------ Provided records

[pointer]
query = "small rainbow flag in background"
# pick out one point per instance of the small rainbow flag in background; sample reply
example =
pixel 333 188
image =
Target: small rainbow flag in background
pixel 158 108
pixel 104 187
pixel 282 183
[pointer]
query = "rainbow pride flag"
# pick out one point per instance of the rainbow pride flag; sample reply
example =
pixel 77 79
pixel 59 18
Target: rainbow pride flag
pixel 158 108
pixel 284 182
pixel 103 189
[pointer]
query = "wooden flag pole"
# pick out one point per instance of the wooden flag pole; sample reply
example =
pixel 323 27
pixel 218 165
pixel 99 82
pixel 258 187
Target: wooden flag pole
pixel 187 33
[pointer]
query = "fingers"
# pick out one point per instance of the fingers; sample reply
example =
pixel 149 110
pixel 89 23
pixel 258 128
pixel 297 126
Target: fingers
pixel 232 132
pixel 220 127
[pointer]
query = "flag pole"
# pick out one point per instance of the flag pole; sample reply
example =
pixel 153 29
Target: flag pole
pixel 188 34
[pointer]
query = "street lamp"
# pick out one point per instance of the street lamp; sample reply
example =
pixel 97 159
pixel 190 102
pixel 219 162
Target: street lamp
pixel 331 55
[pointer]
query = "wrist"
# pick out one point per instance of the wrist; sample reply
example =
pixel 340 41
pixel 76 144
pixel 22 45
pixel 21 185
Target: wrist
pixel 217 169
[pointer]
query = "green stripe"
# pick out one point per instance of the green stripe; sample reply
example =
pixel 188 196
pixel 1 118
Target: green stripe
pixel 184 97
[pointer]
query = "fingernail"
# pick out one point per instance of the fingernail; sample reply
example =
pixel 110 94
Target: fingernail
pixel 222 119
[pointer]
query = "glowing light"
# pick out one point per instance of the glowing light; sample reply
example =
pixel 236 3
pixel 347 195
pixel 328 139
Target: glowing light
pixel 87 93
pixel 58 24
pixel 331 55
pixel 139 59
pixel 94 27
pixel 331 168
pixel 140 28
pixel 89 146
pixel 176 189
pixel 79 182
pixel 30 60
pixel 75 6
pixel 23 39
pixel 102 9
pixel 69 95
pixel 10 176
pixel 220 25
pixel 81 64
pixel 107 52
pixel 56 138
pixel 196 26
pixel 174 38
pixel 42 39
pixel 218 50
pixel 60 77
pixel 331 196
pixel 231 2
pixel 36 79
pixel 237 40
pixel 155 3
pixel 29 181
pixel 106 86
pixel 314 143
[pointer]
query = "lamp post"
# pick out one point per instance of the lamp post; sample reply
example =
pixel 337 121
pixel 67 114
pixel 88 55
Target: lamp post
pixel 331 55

------------

- _Task_
Gather every line in the records that contains the string "fingernail", and copy each one unchanged.

- _Response to the exercise_
query = "fingernail"
# pick out one point per instance of the fingernail; sample reply
Target: fingernail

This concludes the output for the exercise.